EXCERPT TO READ >>
####################

Background
Deconjugating enzymes (DCEs) are proteases that process ubiquitin or ubiquitin-like gene products, reverse the modification of proteins by a single ubiquitin or ubiquitin-like protein (UBL) and remodel polyubiquitin (or poly-UBL) chains on target proteins (Reyes-Turcu et al., 2009). The deubiquitylating - or deubiquitinating - enzymes (DUBs) represent the largest family of DCEs and regulate ubiquitin dependent signalling pathways. The activities of the DUBs include the generation of free ubiquitin from precursor molecules, the recycling of ubiquitin following substrate degradation to maintain cellular ubiquitin homeostasis and the removal of ubiquitin or ubiquitin-like proteins (UBL) modifications through chain editing to rescue proteins from proteasomal degradation or to influence cell signalling events (Komander et al., 2009). There are two main classes of DUB, cysteine proteases and metalloproteases. Ubiquitin specific protease 21 (USP21) is a member of the cysteine protease enzyme family and cloning of the gene was first described by Gong et al. (2000). USP21 cleaves ubiquitin polymers, and with reduced activity also targets the UBL ISG15 but not NEDD8 (Ye et al., 2011). USP21 has been shown to be involved in the regulation of transcriptional initiation through the deubiquitylation of histone H2A as well as playing a role in the regulation of tumour necrosis factor α (TNFα) induced nuclear factor κβ (NF-κβ) activation by deubiquitylating receptor-interacting protein 1 (RIP1) (Nakagawa et al., 2008; Xu et al., 2010). Proteomic analyses also identified microtubule affinity-regulating (MARK) protein kinases and phosphatases as USP21 interactors, suggesting roles for USP21 in cell signalling (Li et al., 2005). In a recent screen of 66 DUBs tagged with green fluorescent protein (GFP), USP21 was found to be unique by showing clear association with both centrosomes and microtubules (Urbe et al., 2012).

####################

EXERCISE DATA >>
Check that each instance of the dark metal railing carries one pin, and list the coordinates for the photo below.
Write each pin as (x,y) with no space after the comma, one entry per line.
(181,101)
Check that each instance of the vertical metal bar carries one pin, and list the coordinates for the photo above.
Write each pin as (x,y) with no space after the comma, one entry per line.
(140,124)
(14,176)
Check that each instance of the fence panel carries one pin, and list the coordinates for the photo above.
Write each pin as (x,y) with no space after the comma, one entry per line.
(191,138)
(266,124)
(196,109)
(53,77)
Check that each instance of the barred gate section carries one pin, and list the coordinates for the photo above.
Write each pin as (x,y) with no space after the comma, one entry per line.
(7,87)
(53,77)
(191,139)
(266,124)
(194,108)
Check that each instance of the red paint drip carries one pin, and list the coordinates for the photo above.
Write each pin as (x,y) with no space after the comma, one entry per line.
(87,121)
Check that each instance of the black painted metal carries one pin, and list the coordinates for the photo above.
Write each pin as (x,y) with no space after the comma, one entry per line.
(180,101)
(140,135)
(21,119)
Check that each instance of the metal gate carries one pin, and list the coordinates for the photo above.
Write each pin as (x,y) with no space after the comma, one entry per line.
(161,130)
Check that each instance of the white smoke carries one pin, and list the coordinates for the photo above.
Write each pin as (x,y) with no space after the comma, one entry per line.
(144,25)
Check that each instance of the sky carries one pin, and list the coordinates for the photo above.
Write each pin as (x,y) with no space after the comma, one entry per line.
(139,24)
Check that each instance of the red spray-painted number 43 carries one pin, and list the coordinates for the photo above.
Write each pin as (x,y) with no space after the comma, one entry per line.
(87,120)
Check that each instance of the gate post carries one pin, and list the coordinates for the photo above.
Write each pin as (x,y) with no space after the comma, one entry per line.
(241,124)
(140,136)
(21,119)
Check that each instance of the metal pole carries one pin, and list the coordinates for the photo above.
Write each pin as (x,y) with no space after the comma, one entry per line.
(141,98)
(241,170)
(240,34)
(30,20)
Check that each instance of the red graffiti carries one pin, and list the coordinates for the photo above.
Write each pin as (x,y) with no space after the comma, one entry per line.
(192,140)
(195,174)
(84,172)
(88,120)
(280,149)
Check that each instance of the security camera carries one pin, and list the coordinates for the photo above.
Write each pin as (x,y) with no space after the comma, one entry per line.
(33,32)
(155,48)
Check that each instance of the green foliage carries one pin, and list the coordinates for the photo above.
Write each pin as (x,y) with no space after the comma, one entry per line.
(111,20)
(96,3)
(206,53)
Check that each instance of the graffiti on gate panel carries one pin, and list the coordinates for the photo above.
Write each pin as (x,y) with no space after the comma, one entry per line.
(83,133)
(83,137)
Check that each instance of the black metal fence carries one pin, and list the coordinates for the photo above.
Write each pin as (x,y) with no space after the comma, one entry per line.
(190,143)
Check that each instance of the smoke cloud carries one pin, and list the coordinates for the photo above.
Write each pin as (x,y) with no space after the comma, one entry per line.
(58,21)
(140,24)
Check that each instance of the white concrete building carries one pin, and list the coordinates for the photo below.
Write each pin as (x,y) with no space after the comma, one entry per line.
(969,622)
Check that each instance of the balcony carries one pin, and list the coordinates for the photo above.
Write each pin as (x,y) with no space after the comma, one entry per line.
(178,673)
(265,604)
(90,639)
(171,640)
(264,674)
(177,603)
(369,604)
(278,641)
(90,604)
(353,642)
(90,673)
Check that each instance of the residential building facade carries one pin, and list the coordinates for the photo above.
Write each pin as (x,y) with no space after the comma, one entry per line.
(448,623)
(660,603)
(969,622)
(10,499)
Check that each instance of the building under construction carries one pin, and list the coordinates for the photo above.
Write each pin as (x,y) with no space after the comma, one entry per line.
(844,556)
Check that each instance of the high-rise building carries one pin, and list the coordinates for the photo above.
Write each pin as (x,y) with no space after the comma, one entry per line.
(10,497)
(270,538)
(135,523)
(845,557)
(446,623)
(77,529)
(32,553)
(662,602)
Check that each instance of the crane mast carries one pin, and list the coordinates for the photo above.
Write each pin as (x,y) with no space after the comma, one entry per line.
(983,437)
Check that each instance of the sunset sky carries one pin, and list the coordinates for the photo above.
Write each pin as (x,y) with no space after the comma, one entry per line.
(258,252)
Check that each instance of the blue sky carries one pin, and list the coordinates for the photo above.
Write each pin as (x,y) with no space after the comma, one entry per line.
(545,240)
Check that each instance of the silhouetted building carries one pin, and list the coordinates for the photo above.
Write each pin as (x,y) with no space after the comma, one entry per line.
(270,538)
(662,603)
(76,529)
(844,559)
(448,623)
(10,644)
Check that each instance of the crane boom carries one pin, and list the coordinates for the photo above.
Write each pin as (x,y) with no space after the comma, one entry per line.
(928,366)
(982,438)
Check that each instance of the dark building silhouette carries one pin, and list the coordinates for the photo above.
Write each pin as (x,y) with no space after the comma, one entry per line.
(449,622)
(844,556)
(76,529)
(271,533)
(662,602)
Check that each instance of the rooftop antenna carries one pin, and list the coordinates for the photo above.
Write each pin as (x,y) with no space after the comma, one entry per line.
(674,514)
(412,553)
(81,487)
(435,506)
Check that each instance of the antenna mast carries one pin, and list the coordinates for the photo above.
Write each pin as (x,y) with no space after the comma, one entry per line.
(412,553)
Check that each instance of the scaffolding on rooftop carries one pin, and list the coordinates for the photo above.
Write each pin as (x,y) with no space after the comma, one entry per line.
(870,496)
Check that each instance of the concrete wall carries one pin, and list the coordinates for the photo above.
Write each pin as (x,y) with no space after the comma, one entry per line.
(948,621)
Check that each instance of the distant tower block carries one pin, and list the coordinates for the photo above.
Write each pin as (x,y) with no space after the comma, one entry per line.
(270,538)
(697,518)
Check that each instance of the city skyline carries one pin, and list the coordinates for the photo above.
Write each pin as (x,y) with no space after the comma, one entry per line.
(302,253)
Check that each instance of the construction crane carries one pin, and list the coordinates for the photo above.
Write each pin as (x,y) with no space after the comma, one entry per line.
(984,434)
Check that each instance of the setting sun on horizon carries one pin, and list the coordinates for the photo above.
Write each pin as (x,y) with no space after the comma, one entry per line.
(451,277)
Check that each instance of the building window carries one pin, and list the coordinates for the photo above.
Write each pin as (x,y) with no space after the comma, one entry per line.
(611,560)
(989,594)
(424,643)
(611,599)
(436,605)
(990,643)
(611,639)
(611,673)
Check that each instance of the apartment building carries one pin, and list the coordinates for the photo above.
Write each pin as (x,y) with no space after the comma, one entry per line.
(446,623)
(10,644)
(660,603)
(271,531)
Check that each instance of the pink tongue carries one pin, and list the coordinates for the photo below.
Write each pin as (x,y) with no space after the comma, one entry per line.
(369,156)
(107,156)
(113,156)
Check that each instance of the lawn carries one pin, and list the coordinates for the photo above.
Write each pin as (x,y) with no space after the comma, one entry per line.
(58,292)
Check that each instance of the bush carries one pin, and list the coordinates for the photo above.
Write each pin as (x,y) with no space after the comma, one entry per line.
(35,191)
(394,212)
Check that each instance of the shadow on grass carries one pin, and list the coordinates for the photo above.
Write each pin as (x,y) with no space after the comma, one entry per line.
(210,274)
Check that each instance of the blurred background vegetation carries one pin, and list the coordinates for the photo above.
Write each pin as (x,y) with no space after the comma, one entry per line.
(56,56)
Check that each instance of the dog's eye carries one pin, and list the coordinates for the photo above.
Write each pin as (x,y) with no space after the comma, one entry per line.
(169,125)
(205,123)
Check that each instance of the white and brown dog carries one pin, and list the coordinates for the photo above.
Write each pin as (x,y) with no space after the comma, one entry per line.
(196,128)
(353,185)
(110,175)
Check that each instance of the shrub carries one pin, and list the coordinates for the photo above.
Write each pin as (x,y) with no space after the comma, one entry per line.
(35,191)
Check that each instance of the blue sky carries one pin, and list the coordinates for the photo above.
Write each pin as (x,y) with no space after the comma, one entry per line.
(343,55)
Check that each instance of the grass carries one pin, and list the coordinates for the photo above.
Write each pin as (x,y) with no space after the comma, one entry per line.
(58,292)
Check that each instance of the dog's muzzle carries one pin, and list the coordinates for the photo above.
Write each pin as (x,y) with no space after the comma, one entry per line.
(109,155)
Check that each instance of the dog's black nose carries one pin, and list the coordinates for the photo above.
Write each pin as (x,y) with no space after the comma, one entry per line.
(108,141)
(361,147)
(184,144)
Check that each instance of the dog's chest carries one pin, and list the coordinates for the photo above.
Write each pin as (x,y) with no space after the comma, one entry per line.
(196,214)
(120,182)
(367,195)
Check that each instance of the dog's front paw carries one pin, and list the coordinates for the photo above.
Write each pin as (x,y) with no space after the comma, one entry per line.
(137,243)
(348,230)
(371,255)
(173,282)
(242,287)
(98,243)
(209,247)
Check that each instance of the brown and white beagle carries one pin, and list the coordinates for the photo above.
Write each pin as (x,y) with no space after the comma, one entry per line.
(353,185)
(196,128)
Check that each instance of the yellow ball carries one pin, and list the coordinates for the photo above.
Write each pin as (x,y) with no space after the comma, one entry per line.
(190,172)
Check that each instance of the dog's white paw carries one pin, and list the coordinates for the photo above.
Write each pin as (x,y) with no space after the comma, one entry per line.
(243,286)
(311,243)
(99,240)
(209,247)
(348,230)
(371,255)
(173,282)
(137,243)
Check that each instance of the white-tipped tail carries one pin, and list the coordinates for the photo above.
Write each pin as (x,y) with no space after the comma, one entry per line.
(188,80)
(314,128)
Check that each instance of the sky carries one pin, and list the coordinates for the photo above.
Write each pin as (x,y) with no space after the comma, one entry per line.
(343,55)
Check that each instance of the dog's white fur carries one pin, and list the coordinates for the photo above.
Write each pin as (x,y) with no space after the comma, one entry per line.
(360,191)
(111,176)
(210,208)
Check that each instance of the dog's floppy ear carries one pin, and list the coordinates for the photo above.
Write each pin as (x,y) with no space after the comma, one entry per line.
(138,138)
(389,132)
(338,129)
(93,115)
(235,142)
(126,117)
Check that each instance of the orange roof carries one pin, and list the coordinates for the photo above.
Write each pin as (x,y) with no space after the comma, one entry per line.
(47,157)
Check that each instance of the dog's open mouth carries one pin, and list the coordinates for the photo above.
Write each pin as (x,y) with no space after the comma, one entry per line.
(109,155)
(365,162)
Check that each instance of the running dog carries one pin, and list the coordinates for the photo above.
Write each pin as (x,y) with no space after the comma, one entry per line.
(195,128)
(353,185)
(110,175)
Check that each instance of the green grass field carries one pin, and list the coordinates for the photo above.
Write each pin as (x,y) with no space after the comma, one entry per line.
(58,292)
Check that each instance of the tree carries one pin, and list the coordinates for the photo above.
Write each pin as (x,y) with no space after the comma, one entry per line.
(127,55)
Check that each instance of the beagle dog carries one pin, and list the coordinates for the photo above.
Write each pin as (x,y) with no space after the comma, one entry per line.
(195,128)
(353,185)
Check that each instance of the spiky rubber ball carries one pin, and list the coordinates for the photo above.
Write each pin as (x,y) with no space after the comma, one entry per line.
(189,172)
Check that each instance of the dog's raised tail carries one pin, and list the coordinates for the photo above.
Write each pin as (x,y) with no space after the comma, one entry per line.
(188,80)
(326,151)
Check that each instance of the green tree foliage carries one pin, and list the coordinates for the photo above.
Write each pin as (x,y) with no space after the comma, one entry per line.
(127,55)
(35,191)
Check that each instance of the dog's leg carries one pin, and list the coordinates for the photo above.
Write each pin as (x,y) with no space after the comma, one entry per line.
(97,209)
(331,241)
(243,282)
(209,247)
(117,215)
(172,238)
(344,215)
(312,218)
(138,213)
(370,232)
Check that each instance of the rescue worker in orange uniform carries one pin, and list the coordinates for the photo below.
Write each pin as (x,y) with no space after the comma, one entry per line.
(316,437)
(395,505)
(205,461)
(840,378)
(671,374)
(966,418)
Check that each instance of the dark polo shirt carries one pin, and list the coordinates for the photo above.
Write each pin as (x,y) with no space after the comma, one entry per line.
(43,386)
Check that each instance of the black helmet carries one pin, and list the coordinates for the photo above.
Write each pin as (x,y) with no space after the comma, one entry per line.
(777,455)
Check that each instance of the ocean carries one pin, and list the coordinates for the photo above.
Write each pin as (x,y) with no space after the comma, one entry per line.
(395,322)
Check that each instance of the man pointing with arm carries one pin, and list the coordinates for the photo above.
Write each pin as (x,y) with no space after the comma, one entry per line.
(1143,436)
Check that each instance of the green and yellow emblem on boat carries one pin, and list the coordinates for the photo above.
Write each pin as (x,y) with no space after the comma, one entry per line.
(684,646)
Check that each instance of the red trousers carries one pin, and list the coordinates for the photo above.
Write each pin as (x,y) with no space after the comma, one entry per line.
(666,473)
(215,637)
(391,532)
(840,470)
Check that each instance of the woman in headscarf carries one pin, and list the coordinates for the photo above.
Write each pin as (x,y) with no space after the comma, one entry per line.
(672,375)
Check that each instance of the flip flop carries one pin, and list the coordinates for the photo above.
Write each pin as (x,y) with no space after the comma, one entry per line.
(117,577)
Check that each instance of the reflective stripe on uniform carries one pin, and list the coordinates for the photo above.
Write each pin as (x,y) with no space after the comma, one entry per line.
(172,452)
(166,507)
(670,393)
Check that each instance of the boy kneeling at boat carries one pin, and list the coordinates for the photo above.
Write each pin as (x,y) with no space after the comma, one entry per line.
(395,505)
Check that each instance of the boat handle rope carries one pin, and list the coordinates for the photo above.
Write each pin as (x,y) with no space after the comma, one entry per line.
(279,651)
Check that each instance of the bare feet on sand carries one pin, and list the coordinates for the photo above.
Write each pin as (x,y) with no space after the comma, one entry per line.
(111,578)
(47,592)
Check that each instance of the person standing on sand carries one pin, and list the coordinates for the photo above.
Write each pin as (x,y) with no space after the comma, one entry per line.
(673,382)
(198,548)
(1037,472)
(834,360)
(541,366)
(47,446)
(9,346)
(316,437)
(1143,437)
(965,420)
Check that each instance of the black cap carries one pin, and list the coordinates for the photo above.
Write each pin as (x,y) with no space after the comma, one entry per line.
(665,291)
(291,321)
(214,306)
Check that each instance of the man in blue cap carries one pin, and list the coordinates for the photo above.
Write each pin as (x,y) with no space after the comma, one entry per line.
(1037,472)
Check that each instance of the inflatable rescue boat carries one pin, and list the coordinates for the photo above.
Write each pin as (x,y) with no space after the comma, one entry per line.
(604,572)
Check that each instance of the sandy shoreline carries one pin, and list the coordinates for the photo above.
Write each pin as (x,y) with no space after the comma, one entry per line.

####################

TASK REQUIREMENTS >>
[a] List every cited source in the USP21 background, giving each by author and year.
[b] Please condense the paragraph beginning "Deconjugating enzymes (DCEs) are proteases" in the USP21 background into a bulleted list that keeps its main facts.

ANSWER SET >>
[a]
- Reyes-Turcu et al., 2009
- Komander et al., 2009
- Gong et al., 2000
- Ye et al., 2011
- Nakagawa et al., 2008
- Xu et al., 2010
- Li et al., 2005
- Urbe et al., 2012

[b]
- DCEs are proteases that process ubiquitin or ubiquitin-like (UBL) gene products, reverse single ubiquitin or UBL modifications, and remodel polyubiquitin or poly-UBL chains.
- DUBs are the largest DCE family and regulate ubiquitin-dependent signaling.
- DUB activities: generating free ubiquitin from precursors, recycling ubiquitin after substrate degradation, and removing ubiquitin or UBL modifications to rescue proteins from proteasomal degradation or influence signaling.
- DUBs fall into two main classes: cysteine proteases and metalloproteases.
- USP21 is a cysteine protease whose gene cloning was first described by Gong et al. (2000).
- USP21 cleaves ubiquitin polymers and, with reduced activity, targets ISG15 but not NEDD8.
- USP21 regulates transcriptional initiation by deubiquitylating histone H2A and regulates TNFα-induced NF-κβ activation by deubiquitylating RIP1.
- MARK protein kinases and phosphatases were identified as USP21 interactors, suggesting roles in cell signaling.
- In a screen of 66 GFP-tagged DUBs, USP21 alone clearly associated with both centrosomes and microtubules.